» EXTRACT

start

Pumpkin Challah Photography by Patrick Marinello; food styling by Kaitlin Wayne
Tender, soft, and slightly sweet, this beautiful pumpkin challah is an excellent addition to your holiday table.

Leah Koenig’s Pumpkin Challah

In my family, like so many others, tradition typically takes center stage on our holiday dinner table. As Ashkenazi Jews whose ancestors hail from Lithuania and Russia, Rosh Hashanah must include crisp apples dipped in honey, a saucy brisket, tzimmes (a medley of roasted root veggies and dried fruit), and a big, round challah to celebrate our wishes for a full year ahead. Unlike the rest of the year when this holiday bread is braided into a loaf, the round challah marks this time as particularly special — the circular shape symbolizes the cycle of the seasons and the start of a fresh year.

end

» REQUIRED WORK
1. Translate this sentence from the pumpkin challah text into Spanish: "Tender, soft, and slightly sweet, this beautiful pumpkin challah is an excellent addition to your holiday table."
2. Reproduce the pumpkin challah text word for word between "Pumpkin Challah Photography" and "a fresh year.", inclusive.

» DATA BLOCK
start

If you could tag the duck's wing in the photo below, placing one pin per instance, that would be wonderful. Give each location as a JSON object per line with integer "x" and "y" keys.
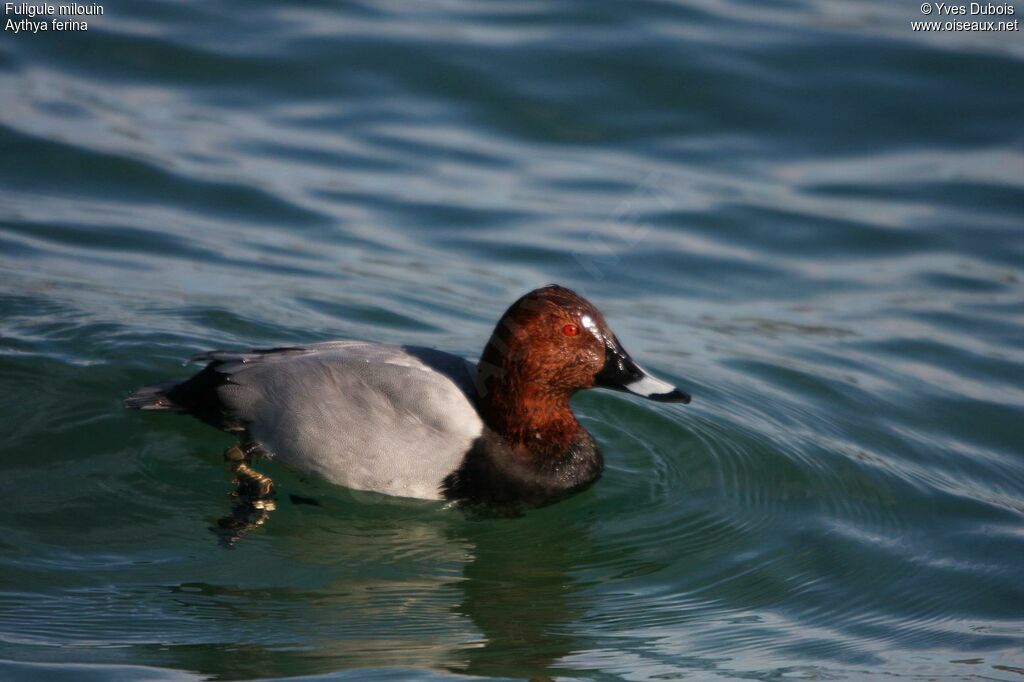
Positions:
{"x": 368, "y": 416}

end

» WORKED SOLUTIONS
1. Tierna, suave y ligeramente dulce, esta hermosa challah de calabaza es un excelente complemento para tu mesa festiva.

2.
Pumpkin Challah Photography by Patrick Marinello; food styling by Kaitlin Wayne
Tender, soft, and slightly sweet, this beautiful pumpkin challah is an excellent addition to your holiday table.

Leah Koenig’s Pumpkin Challah

In my family, like so many others, tradition typically takes center stage on our holiday dinner table. As Ashkenazi Jews whose ancestors hail from Lithuania and Russia, Rosh Hashanah must include crisp apples dipped in honey, a saucy brisket, tzimmes (a medley of roasted root veggies and dried fruit), and a big, round challah to celebrate our wishes for a full year ahead. Unlike the rest of the year when this holiday bread is braided into a loaf, the round challah marks this time as particularly special — the circular shape symbolizes the cycle of the seasons and the start of a fresh year.